* **ACTION ITEM**: Retype each entry. Leave nothing out.

* **Referring expression data**:
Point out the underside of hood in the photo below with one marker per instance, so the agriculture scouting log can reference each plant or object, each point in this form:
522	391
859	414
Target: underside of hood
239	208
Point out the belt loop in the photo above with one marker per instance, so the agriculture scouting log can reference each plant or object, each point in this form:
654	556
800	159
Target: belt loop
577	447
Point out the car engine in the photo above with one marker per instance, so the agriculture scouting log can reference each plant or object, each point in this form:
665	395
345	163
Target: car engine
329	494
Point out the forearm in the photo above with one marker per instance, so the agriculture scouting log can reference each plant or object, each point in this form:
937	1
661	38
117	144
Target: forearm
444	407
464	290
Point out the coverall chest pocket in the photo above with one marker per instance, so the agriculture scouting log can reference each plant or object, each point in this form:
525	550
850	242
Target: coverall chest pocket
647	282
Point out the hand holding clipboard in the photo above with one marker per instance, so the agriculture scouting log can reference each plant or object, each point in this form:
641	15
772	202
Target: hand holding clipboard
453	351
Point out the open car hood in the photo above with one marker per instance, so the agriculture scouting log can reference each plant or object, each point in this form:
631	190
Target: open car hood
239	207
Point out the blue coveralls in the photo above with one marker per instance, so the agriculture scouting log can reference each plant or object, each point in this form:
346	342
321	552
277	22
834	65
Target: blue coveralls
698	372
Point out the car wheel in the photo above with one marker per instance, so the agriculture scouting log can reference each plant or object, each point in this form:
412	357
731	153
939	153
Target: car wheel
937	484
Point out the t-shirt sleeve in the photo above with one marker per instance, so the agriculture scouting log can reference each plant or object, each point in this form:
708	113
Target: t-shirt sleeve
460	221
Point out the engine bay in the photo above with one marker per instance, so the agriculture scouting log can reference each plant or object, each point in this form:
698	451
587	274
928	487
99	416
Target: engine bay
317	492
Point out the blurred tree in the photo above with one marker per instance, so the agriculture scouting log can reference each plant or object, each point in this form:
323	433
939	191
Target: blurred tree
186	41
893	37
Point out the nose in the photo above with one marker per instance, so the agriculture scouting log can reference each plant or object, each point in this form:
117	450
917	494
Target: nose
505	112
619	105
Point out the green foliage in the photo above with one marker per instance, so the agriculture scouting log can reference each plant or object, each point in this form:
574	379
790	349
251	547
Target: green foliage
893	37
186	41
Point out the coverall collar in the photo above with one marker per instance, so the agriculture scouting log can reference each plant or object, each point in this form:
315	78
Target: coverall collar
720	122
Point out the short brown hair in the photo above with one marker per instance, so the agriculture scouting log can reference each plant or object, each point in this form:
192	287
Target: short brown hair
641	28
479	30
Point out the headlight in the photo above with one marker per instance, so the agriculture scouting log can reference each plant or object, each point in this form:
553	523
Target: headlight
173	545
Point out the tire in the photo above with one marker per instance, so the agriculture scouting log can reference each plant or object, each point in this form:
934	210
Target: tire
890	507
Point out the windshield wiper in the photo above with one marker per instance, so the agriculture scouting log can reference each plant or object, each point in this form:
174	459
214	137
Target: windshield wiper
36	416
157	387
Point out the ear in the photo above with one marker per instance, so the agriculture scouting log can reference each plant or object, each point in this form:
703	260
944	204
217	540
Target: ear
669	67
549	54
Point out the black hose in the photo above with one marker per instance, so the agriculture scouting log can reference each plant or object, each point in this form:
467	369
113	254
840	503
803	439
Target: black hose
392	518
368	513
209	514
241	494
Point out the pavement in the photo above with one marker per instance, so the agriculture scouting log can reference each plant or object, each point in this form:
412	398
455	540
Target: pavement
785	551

* **SOLUTION FOR THIS TASK**:
Point out the underside of hood in the photo below with one marker per instance, so the agriculture scouting log can reference each plant or object, each point in this form:
522	391
859	414
Target: underside of hood
239	208
Point out the belt loop in the photo above with one marker per instance, so the agriculture scouting log can reference each plant or object, each point in this form:
654	556
800	159
Target: belt loop
577	447
Point out the car engine in the photo above with one marker per instance, so the agriculture scouting log can reference each plant or object, each point in this form:
665	395
345	163
Target: car engine
329	494
Point out the forearm in the photo above with one marker per instance, so the agriculture scouting log can reference each plant or object, each point in this form:
937	1
661	38
117	144
Target: forearm
444	407
464	290
Point out the coverall chest pocket in the photo above with one marker per instance, so the agriculture scouting log can reference each plant or object, each point in this form:
525	550
850	242
Target: coverall chest pocket
647	282
Point out the hand holding clipboard in the photo above with one marker per instance, so the agriculture scouting log can reference each plant or object, each point in this form:
641	15
772	202
Target: hand holding clipboard
453	351
Point out the open car hood in the photo above with one marker per instance, so the agriculture scouting log can reference each plant or object, each point in this form:
631	190
Target: open car hood
239	207
Point out the blue coveralls in the photo above with one marker per instance, so the agriculture scouting log can reference each plant or object, each point in this form:
346	342
321	552
277	22
834	65
Target: blue coveralls
698	372
Point out the car wheel in the photo above with one marker per instance, so the agriculture scouting log can reference each plant or object, each point in this form:
412	357
731	153
939	153
Target: car wheel
937	484
Point out the t-shirt sleeve in the photo above with one marker per instance, so the agriculture scouting log can reference each plant or object, each point in this form:
708	113
Target: t-shirt sleeve
460	221
Point out the engine bay in the photo above with one marker per instance, so the agriculture scouting log can reference each plant or object, each point in this form:
698	451
587	274
928	487
99	416
Target: engine bay
317	492
Point out the blurred tree in the photo above with one marker per instance, so the agriculture scouting log can reference each plant or object, each point in this form:
323	433
939	191
Target: blurred tree
186	41
893	37
Point out the nose in the photo above with one marker per instance, so the agriculture scouting log can reference each plant or object, each point in this form:
117	450
917	494
Target: nose
505	112
619	105
Point out the green foliage in the photo above with one marker per instance, so the agriculture scouting log can reference each plant or object, each point in this form:
574	379
790	349
251	547
Target: green foliage
893	37
186	41
Point out the coverall collar in the photo above with one marker per instance, so the agriculture scouting log can reference each plant or object, each point in this form:
315	78
Target: coverall collar
720	122
Point out the short brown hair in the photo above with one marker per instance, so the agriculture scouting log can reference each plant or object, each point in this form:
192	287
Target: short brown hair
641	28
479	30
Point out the headlight in the photo above with one marker per instance, so the agriculture scouting log can reference each plant or object, each point in this form:
553	523
Target: headlight
173	545
Point out the tire in the photo above with one marker per instance, so the agriculture scouting log can reference each plant or object, each point in this form:
934	210
Target: tire
890	507
Point out the windshield wiper in the photo above with one marker per instance, so the agriculture scouting log can reference each plant or object, each point in this form:
174	459
214	137
Target: windshield wiper
36	416
157	387
Point out the ear in the photo above with one marker per instance, so the agriculture scouting log can reference each plant or object, each point in this form:
703	260
944	204
217	540
Target: ear
669	67
549	54
Point out the black hose in the photo above with one marker per instance, so the agriculture scouting log can reference each plant or object, each point in this form:
467	369
113	254
840	503
803	439
Target: black hose
392	518
368	513
209	514
241	494
Point out the pavement in the photo above with one marker per instance, so the agriculture scouting log can reference each plant or object, each point in this form:
412	398
455	540
Target: pavement
785	551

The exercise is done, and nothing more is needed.